§ **Task to complete**
Transcribe the records below. Leave nothing out and change nothing.

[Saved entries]

####

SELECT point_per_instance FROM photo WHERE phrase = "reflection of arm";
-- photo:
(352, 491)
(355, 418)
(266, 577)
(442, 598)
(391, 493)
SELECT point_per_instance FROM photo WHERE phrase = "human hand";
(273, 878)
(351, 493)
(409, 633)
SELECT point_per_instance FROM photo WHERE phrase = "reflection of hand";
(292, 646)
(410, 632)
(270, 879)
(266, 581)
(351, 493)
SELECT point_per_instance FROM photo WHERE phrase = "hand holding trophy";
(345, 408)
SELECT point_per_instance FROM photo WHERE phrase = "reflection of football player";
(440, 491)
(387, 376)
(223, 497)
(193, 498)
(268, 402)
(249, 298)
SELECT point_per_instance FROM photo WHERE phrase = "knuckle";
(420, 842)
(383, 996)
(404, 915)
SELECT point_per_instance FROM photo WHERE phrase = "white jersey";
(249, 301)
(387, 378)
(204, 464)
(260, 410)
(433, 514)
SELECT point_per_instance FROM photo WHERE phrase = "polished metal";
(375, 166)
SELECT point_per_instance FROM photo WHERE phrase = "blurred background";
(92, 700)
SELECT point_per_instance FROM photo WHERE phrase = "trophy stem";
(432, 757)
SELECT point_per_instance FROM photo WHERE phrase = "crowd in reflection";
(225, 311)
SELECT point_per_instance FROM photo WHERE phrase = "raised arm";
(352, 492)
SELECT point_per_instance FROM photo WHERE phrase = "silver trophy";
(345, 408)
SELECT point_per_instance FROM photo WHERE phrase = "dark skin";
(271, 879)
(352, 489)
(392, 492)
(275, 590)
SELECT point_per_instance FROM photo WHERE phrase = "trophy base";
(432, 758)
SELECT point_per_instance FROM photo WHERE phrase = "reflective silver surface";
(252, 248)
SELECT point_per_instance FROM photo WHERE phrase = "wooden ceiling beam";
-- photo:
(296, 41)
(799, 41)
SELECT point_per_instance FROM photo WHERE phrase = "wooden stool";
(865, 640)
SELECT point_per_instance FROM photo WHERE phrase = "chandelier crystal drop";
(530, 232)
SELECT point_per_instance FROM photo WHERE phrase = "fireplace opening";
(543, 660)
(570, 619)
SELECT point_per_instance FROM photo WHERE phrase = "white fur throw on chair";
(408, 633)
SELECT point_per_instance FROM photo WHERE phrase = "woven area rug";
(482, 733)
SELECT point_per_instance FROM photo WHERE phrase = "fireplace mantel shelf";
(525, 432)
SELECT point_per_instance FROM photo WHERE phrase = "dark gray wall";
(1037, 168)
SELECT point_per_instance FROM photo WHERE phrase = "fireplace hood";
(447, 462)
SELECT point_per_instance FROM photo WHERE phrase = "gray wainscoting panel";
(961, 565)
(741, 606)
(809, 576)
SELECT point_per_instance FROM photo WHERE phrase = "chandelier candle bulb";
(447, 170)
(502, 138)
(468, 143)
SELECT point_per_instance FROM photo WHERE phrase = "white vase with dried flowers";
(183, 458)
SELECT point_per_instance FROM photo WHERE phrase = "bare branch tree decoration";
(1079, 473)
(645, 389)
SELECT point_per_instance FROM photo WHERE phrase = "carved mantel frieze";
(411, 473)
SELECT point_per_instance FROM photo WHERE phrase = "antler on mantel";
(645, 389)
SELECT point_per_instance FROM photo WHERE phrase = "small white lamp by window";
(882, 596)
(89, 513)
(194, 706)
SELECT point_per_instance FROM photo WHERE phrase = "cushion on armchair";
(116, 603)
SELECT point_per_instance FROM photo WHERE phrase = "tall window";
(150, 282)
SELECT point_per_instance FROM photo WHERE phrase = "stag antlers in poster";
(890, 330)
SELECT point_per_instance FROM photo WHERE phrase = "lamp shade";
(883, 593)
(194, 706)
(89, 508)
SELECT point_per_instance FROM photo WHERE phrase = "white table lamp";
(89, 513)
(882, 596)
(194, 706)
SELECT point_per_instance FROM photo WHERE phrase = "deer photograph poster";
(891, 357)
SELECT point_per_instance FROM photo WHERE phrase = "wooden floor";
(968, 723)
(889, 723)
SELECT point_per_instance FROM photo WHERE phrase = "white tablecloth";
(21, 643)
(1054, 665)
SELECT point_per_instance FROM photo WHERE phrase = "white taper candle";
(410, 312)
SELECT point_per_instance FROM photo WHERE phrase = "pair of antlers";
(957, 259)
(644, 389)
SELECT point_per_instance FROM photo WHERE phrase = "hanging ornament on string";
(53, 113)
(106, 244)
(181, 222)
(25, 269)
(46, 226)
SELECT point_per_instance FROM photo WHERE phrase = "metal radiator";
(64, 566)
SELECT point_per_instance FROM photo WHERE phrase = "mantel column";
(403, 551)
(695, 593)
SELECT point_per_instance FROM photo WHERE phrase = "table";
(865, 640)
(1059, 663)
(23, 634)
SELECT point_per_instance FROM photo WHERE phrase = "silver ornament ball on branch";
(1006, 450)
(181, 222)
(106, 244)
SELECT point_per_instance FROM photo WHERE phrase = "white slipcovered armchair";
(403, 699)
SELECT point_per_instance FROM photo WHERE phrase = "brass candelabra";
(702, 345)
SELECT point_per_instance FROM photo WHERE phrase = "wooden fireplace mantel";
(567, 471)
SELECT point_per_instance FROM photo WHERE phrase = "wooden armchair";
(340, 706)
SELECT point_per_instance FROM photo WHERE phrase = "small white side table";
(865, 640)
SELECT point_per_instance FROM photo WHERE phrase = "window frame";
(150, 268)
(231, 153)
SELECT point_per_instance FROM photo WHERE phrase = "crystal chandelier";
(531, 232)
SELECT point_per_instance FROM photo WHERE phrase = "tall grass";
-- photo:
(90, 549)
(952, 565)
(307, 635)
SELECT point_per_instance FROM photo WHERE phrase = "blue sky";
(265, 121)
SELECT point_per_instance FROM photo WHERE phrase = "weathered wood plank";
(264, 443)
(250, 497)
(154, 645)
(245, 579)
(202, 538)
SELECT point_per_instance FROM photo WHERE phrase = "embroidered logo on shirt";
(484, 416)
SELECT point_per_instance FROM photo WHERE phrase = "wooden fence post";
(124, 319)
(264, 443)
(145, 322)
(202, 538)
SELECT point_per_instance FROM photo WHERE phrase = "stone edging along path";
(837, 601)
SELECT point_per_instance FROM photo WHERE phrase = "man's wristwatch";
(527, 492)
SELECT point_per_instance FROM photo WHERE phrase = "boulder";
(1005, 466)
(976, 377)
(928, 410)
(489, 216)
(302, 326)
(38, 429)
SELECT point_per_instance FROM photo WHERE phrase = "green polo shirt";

####

§ **Result for this task**
SELECT point_per_instance FROM photo WHERE phrase = "reflection of arm";
-- photo:
(352, 491)
(355, 418)
(266, 577)
(442, 598)
(391, 493)
SELECT point_per_instance FROM photo WHERE phrase = "human hand";
(273, 878)
(351, 493)
(409, 633)
SELECT point_per_instance FROM photo WHERE phrase = "reflection of hand";
(292, 646)
(410, 632)
(270, 879)
(266, 581)
(351, 493)
SELECT point_per_instance FROM photo WHERE phrase = "hand holding trophy";
(345, 408)
SELECT point_per_instance FROM photo WHERE phrase = "reflection of football player";
(440, 491)
(387, 376)
(223, 497)
(193, 498)
(268, 402)
(249, 298)
SELECT point_per_instance FROM photo WHERE phrase = "knuckle";
(420, 842)
(383, 996)
(404, 915)
SELECT point_per_instance FROM photo WHERE phrase = "white jersey";
(249, 301)
(387, 378)
(204, 464)
(260, 410)
(433, 514)
SELECT point_per_instance FROM photo WHERE phrase = "polished metal";
(375, 166)
SELECT point_per_instance FROM photo WHERE phrase = "blurred background";
(92, 700)
SELECT point_per_instance FROM photo WHERE phrase = "trophy stem";
(432, 757)
SELECT point_per_instance FROM photo WHERE phrase = "crowd in reflection";
(225, 311)
SELECT point_per_instance FROM photo WHERE phrase = "raised arm";
(352, 492)
SELECT point_per_instance FROM photo WHERE phrase = "silver trophy";
(345, 408)
SELECT point_per_instance FROM photo WHERE phrase = "dark skin";
(271, 879)
(352, 489)
(392, 492)
(275, 590)
SELECT point_per_instance FROM photo WHERE phrase = "trophy base";
(432, 758)
SELECT point_per_instance FROM photo WHERE phrase = "reflective silver surface";
(252, 248)
SELECT point_per_instance FROM photo WHERE phrase = "wooden ceiling beam";
-- photo:
(296, 41)
(799, 41)
SELECT point_per_instance FROM photo WHERE phrase = "wooden stool";
(865, 640)
SELECT point_per_instance FROM photo WHERE phrase = "chandelier crystal drop";
(530, 232)
SELECT point_per_instance FROM photo WHERE phrase = "fireplace opening";
(543, 660)
(570, 619)
SELECT point_per_instance FROM photo WHERE phrase = "white fur throw on chair";
(408, 633)
SELECT point_per_instance FROM photo WHERE phrase = "woven area rug";
(482, 733)
SELECT point_per_instance FROM photo WHERE phrase = "fireplace mantel shelf";
(525, 432)
SELECT point_per_instance FROM photo WHERE phrase = "dark gray wall";
(1037, 168)
SELECT point_per_instance FROM photo WHERE phrase = "fireplace hood";
(447, 462)
SELECT point_per_instance FROM photo WHERE phrase = "gray wainscoting panel";
(961, 565)
(741, 606)
(809, 576)
SELECT point_per_instance FROM photo WHERE phrase = "chandelier candle bulb";
(447, 170)
(502, 138)
(468, 143)
SELECT point_per_instance FROM photo WHERE phrase = "white vase with dried flowers";
(183, 458)
SELECT point_per_instance FROM photo WHERE phrase = "bare branch tree decoration";
(1079, 473)
(645, 389)
SELECT point_per_instance FROM photo WHERE phrase = "carved mantel frieze";
(411, 473)
SELECT point_per_instance FROM photo WHERE phrase = "antler on mantel";
(645, 389)
SELECT point_per_instance FROM photo WHERE phrase = "small white lamp by window";
(882, 596)
(89, 513)
(194, 706)
SELECT point_per_instance FROM photo WHERE phrase = "cushion on armchair";
(116, 603)
SELECT point_per_instance FROM photo WHERE phrase = "tall window";
(150, 282)
SELECT point_per_instance FROM photo WHERE phrase = "stag antlers in poster";
(890, 330)
SELECT point_per_instance FROM photo WHERE phrase = "lamp shade";
(883, 593)
(194, 706)
(89, 508)
SELECT point_per_instance FROM photo WHERE phrase = "white table lamp";
(89, 513)
(882, 596)
(194, 706)
SELECT point_per_instance FROM photo WHERE phrase = "deer photograph poster";
(891, 357)
SELECT point_per_instance FROM photo WHERE phrase = "wooden floor";
(968, 723)
(889, 723)
SELECT point_per_instance FROM photo WHERE phrase = "white tablecloth";
(21, 643)
(1054, 665)
SELECT point_per_instance FROM photo WHERE phrase = "white taper candle";
(410, 312)
SELECT point_per_instance FROM photo WHERE phrase = "pair of antlers";
(957, 259)
(644, 389)
SELECT point_per_instance FROM photo WHERE phrase = "hanging ornament on string";
(53, 113)
(106, 244)
(181, 222)
(25, 269)
(46, 226)
SELECT point_per_instance FROM photo WHERE phrase = "metal radiator";
(64, 566)
SELECT point_per_instance FROM photo WHERE phrase = "mantel column";
(403, 551)
(695, 593)
SELECT point_per_instance FROM photo WHERE phrase = "table";
(865, 640)
(1059, 663)
(23, 634)
SELECT point_per_instance FROM photo WHERE phrase = "silver ornament ball on branch";
(1006, 450)
(181, 222)
(106, 244)
SELECT point_per_instance FROM photo WHERE phrase = "white slipcovered armchair";
(403, 699)
SELECT point_per_instance FROM photo WHERE phrase = "brass candelabra";
(702, 345)
SELECT point_per_instance FROM photo WHERE phrase = "wooden fireplace mantel";
(567, 471)
SELECT point_per_instance FROM photo WHERE phrase = "wooden armchair";
(340, 706)
SELECT point_per_instance FROM photo WHERE phrase = "small white side table";
(865, 640)
SELECT point_per_instance FROM photo WHERE phrase = "window frame";
(150, 268)
(231, 153)
SELECT point_per_instance FROM photo WHERE phrase = "crystal chandelier";
(531, 232)
SELECT point_per_instance FROM photo WHERE phrase = "tall grass";
-- photo:
(90, 549)
(952, 565)
(307, 635)
SELECT point_per_instance FROM photo WHERE phrase = "blue sky";
(265, 121)
SELECT point_per_instance FROM photo WHERE phrase = "weathered wood plank";
(264, 443)
(250, 497)
(154, 645)
(245, 579)
(202, 538)
SELECT point_per_instance FROM photo WHERE phrase = "embroidered logo on shirt";
(484, 416)
SELECT point_per_instance FROM photo WHERE phrase = "wooden fence post";
(124, 319)
(264, 443)
(145, 322)
(202, 538)
SELECT point_per_instance FROM photo WHERE phrase = "stone edging along path";
(837, 601)
SELECT point_per_instance FROM photo WHERE phrase = "man's wristwatch";
(527, 492)
SELECT point_per_instance FROM photo WHERE phrase = "boulder";
(1005, 466)
(976, 377)
(928, 410)
(489, 216)
(302, 326)
(38, 429)
SELECT point_per_instance FROM photo WHERE phrase = "green polo shirt";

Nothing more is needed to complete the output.